**WHAT THE TASK ASKS**
Reproduction without pictures: print every entry precisely as written.

(Excerpts from a dataset)
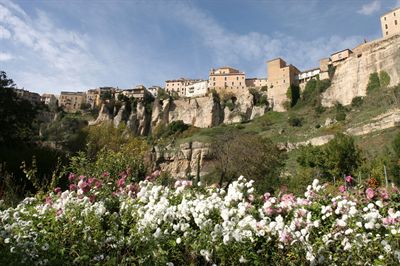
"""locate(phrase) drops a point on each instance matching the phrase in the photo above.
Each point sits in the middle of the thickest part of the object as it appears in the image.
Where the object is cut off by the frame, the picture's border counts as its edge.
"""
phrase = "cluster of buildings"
(280, 75)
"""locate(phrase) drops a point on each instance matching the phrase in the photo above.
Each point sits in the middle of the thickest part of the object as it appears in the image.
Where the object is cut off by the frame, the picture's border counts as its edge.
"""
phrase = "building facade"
(32, 97)
(340, 56)
(178, 86)
(390, 23)
(256, 82)
(226, 78)
(197, 89)
(72, 101)
(280, 77)
(48, 99)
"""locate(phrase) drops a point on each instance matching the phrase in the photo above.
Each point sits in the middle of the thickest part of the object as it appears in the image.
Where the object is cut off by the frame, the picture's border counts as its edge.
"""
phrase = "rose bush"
(148, 223)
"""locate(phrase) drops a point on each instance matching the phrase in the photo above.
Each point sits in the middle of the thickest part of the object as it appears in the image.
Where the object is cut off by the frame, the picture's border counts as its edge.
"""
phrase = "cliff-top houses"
(279, 77)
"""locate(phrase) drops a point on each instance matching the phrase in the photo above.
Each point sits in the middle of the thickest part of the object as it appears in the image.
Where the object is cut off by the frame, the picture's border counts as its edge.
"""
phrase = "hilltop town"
(280, 75)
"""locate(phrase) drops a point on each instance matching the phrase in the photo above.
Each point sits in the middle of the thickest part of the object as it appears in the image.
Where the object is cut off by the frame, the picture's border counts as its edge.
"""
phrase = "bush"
(295, 121)
(373, 83)
(293, 95)
(384, 78)
(357, 101)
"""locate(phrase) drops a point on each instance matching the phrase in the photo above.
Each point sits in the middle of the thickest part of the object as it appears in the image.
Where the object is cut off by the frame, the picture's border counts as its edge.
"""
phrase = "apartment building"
(226, 78)
(197, 89)
(32, 97)
(178, 86)
(72, 101)
(280, 77)
(256, 82)
(48, 99)
(390, 23)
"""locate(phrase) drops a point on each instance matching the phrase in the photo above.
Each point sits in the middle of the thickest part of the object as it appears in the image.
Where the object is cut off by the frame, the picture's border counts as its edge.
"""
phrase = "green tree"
(373, 83)
(250, 155)
(293, 94)
(16, 115)
(384, 78)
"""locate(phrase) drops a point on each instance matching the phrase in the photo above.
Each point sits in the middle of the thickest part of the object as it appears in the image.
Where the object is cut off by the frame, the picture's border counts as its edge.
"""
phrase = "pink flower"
(268, 211)
(266, 196)
(105, 174)
(71, 177)
(121, 182)
(98, 184)
(370, 193)
(49, 201)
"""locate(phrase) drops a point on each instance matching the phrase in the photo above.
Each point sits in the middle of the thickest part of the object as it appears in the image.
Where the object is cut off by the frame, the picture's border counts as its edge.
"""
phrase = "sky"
(52, 46)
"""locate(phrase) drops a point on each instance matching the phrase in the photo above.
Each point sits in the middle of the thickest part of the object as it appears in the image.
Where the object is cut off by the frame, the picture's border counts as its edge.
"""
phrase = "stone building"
(280, 77)
(197, 89)
(226, 78)
(72, 101)
(48, 99)
(306, 75)
(256, 82)
(390, 23)
(340, 56)
(154, 90)
(178, 86)
(32, 97)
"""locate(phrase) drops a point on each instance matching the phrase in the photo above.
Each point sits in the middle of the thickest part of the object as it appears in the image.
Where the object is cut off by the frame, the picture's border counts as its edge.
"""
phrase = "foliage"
(16, 115)
(340, 112)
(234, 152)
(259, 99)
(295, 121)
(120, 223)
(384, 78)
(357, 101)
(373, 83)
(337, 158)
(293, 94)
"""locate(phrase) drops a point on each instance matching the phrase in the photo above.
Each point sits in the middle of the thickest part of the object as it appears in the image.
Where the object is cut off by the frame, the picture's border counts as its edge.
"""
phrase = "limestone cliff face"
(352, 75)
(188, 159)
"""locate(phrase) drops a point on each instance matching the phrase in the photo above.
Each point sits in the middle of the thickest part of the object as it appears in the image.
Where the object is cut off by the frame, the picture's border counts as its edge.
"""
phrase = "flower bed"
(148, 223)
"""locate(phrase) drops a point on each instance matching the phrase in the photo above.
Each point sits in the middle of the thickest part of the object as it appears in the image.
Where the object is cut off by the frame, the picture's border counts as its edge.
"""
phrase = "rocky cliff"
(352, 75)
(202, 112)
(190, 159)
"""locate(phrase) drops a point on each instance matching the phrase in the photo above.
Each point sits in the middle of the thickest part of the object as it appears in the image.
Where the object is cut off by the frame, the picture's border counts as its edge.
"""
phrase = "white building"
(308, 74)
(154, 90)
(197, 89)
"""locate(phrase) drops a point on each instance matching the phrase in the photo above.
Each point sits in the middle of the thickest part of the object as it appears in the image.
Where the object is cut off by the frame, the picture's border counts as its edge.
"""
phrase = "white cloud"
(256, 48)
(370, 8)
(59, 55)
(4, 33)
(5, 56)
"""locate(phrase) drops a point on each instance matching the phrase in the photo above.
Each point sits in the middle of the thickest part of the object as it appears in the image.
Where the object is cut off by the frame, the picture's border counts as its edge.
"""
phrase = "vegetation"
(236, 153)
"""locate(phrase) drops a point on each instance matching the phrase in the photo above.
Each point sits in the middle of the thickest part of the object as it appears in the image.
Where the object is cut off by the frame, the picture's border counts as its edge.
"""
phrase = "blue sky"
(54, 45)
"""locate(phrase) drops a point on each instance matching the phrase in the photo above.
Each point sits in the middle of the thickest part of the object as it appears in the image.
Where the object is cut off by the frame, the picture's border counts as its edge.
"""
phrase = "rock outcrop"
(352, 75)
(186, 160)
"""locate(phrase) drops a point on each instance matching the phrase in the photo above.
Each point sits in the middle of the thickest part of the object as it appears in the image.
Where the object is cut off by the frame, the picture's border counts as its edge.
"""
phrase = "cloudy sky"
(54, 45)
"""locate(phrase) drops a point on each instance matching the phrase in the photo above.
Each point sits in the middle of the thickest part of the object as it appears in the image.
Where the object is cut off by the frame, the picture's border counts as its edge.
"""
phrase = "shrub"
(295, 121)
(293, 95)
(357, 101)
(373, 83)
(384, 78)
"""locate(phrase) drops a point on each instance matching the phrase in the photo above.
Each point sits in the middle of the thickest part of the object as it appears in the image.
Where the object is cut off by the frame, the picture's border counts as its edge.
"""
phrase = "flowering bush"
(147, 223)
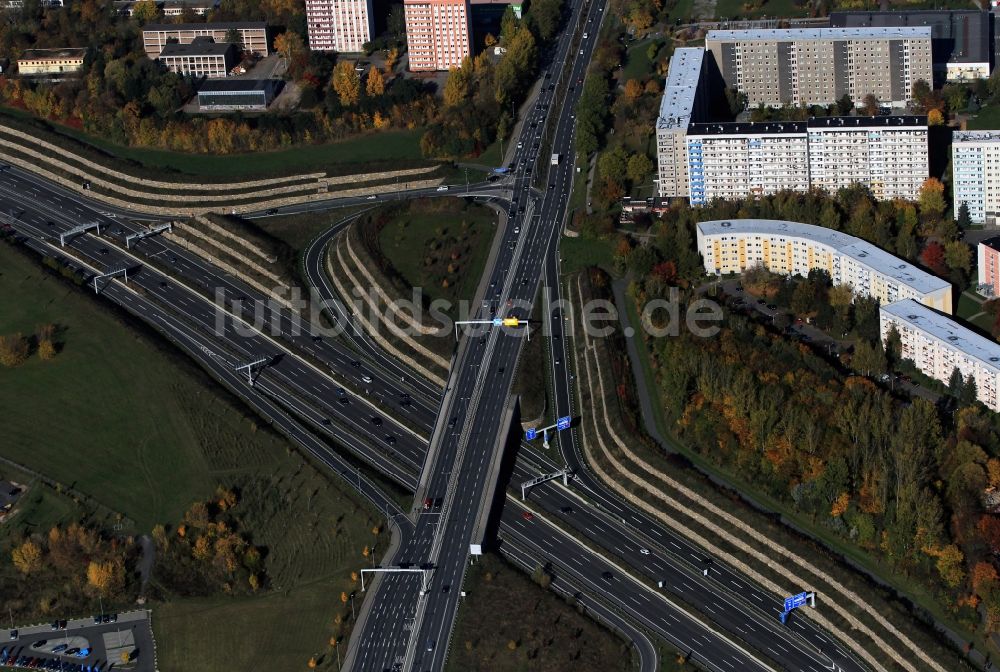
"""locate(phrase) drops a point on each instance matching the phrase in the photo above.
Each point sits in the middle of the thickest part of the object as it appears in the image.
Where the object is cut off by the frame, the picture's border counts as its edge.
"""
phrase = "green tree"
(921, 92)
(458, 86)
(639, 167)
(964, 218)
(736, 99)
(869, 360)
(347, 83)
(871, 105)
(955, 383)
(145, 11)
(233, 36)
(931, 199)
(845, 105)
(375, 84)
(958, 256)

**EXERCISE RESPONSE**
"""locate(phrase) drops a point on each instance matching the phrase in the photo above.
Each point sits in the middle of the thickest part of the object as it appears in the image.
Where the object is cut off by the frame, the picture's border counts as its edge.
"""
phrase = "cluster of buildings"
(280, 75)
"""locate(phrase) drops a point on each instance matching the phrase in the photo above.
Each point sits in the middle of the thickest part of the object as it appears in the image.
Where the object is cut off by the frame, the picture's border counts as its edge.
"""
phrase = "building facade"
(32, 97)
(340, 56)
(178, 86)
(390, 23)
(256, 82)
(226, 78)
(197, 89)
(72, 101)
(280, 77)
(48, 99)
"""locate(phrase) drops a point on each instance matching the phrase in the photo above.
Each point sits in the middle of the thickest part of the object as it appears in the image.
Where the object is cut off by the frame, the picture's border counts as its edge.
"""
phrase = "rose bush"
(148, 223)
"""locate(phrase) drops a point on each instance matching the phrase in the photo above.
Each point sits in the middle of the thickest part of the object as it appears in the image.
Where the object is cut off by the frame, the picture's border counts as its edge.
"""
phrase = "cliff-top houses"
(279, 77)
"""locate(phrase) drops a point on each instance matching the phrase in the photo above.
Each point sits in the middle of the thickest part of the object as it appears in the image.
Where the object is cut off by the frame, the picture's border counts as its edge.
"""
phrase = "hilltop town"
(280, 75)
"""locate(phrase) drops a point on each instance matching the phrase in the photo above.
Each point sits in the middle of the thickest part of the object as it appears in the image.
Where the object is cut off by the frame, the picture's border counts as its edge.
"""
phrase = "bush"
(295, 121)
(373, 83)
(293, 95)
(384, 78)
(357, 101)
"""locate(phrase) drops a point on each instance matching the phrase in the photo above.
Each point sits in the middle of the thickest part of the object as it appears in the image.
Where the object is cut off by the frame, the picture's border counts as its edge.
"""
phrase = "apartment building"
(226, 78)
(197, 89)
(32, 97)
(178, 86)
(72, 101)
(280, 77)
(256, 82)
(48, 99)
(390, 23)
"""locate(phrase) drops a point on each instance matching the phrase in the photo above.
Each point sits in the middle of the thickest part of the object as it appears in the image.
Where the object is cut off by the frame, the picture's border counts as its edge.
"""
phrase = "green tree"
(373, 83)
(250, 155)
(293, 94)
(16, 115)
(384, 78)
"""locate(phrase) drops a point on each instance matching the phrase in the photo above.
Each point sits in the middle of the thickest part of the object as it appears in the image.
Where the object is cut off by the frame, the picture's border counts as its edge.
"""
phrase = "pink flower"
(268, 211)
(266, 196)
(105, 174)
(71, 177)
(121, 182)
(98, 184)
(370, 193)
(49, 201)
"""locate(phrase) drops a point on each instance matching the phrase in the photo above.
Each point sits in the middle of the thickest part of the object as it appears in the image.
Where the object is cut off by the frame, the picture's border counts as its edge.
"""
phrase = "sky"
(52, 46)
"""locate(phrase) drops a point on each instance matching the phrase in the photo above.
Each point sits in the middle of the thickest part of the object as it appears in the image.
Where the object is cut off by the frame, the picture's border counts as its edge.
"""
phrase = "stone building"
(280, 77)
(197, 89)
(226, 78)
(72, 101)
(48, 99)
(306, 75)
(256, 82)
(390, 23)
(340, 56)
(154, 90)
(178, 86)
(32, 97)
"""locate(phrase) drops a point on each instance matching the phrase in the photo above.
Each point sits in the middle of the thickest part of the object as it appears in the image.
Where the object is cut off by the frame, the picture's border counts as its edge.
"""
phrase = "foliage"
(16, 115)
(340, 112)
(234, 152)
(259, 99)
(295, 121)
(120, 223)
(384, 78)
(357, 101)
(373, 83)
(337, 158)
(293, 94)
"""locate(phrase) drops a point on each instance matching the phrase in the photo above.
Each point sits in the middle of the thickest part of the object as it appears in the image.
Where the object is cut off by the frame, the picture's border counts as its edge.
"""
phrase = "limestone cliff face"
(352, 75)
(188, 159)
"""locate(phrase) drops a point on each instance matching the phrase in the photo above.
Each point sits in the middle of the thickest part of the object as it appears in the image.
Where the object is cut off by the frame, the picture's border counts as its edge.
"""
phrase = "flower bed"
(148, 223)
"""locate(phrase) drops a point on each instance matching the phrase in the photo above.
Each point sits in the middle of the thickest part of the object as it appears in the image.
Where the object is cut off by the frame, the picture's border counts as its edge.
"""
phrase = "rocky cliff"
(352, 75)
(202, 112)
(190, 159)
"""locate(phrase) drops a point on each instance matching the phrase in the photo above.
Each point sits in the middle of the thickest part of the object as it appears in the image.
Where the object is cut off by the frame, the picture's border counts as its edge.
"""
phrase = "white building"
(308, 74)
(154, 90)
(197, 89)
"""locate(phrase) drops a point on each instance matching the phrase in the photo above.
Each point sits in the middle of the thickest part of the object as it appears in the image.
Where the object is cut off by the frame, the picture's border counts as its edge.
"""
phrase = "white cloud"
(256, 48)
(370, 8)
(59, 55)
(4, 33)
(5, 56)
"""locate(phrase) drops a point on each instance matching the phrase in the photo above.
Each point sits in the middle of the thickest part of the object as it appears in the image.
Where the object is cut off by the frame, the picture's border counts as its edge.
"""
phrase = "vegetation"
(236, 153)
"""locate(phrase) drops a point on each instance matching the phrase in the photo above.
Each point sits in the middle of the thickest part of the object as it appears in the image.
Where the object is cut off by the frame, the picture's border counts as its edge.
"""
phrase = "blue sky"
(54, 45)
"""locate(phrase) drops a point on each instance matching the phrase in the photo above.
Each point sits in the middle of the thickest part of the object as it appears in the image.
Where the object is cut off by the frame, the picture's border counts as its edge.
"""
phrase = "rock outcrop"
(352, 75)
(186, 160)
"""locate(phrase) drops a point on each instance matching the phrase in the photo above.
Each point sits in the middle of the thickest part of the object as it appears in the image.
Where the object is cut off by the frame, the picture's border counts as its edge.
"""
phrase = "cloudy sky"
(54, 45)
"""locate(phrase) drops a point on each instance matching the phrase in the photo above.
Each point sits in the middle of the thickest part of the object as it appears in the image.
Where the object is cut off by the frame, the picture's border counts as its edge.
"""
phrase = "shrub"
(295, 121)
(293, 95)
(357, 101)
(373, 83)
(384, 78)
"""locate(phrase) drops a point on each instance matching the phrase in the photo above.
Each point sits in the middle of the thickest part of the object as it appears in the image.
Where the object is cut off by the frame, the picture's border counts as its edge.
"""
phrase = "flowering bush"
(147, 223)
"""locate(phrase) drops a point on each instance matching the phrase in the photo above.
Each point sits in the middle of the thickest part of the object as it appears in the image.
Where the object is cut off by the frame, the picture's border counts as its edge.
"""
phrase = "green tree"
(921, 92)
(458, 86)
(639, 167)
(964, 218)
(736, 99)
(869, 360)
(347, 83)
(871, 105)
(955, 383)
(145, 11)
(233, 36)
(931, 199)
(845, 105)
(375, 84)
(958, 256)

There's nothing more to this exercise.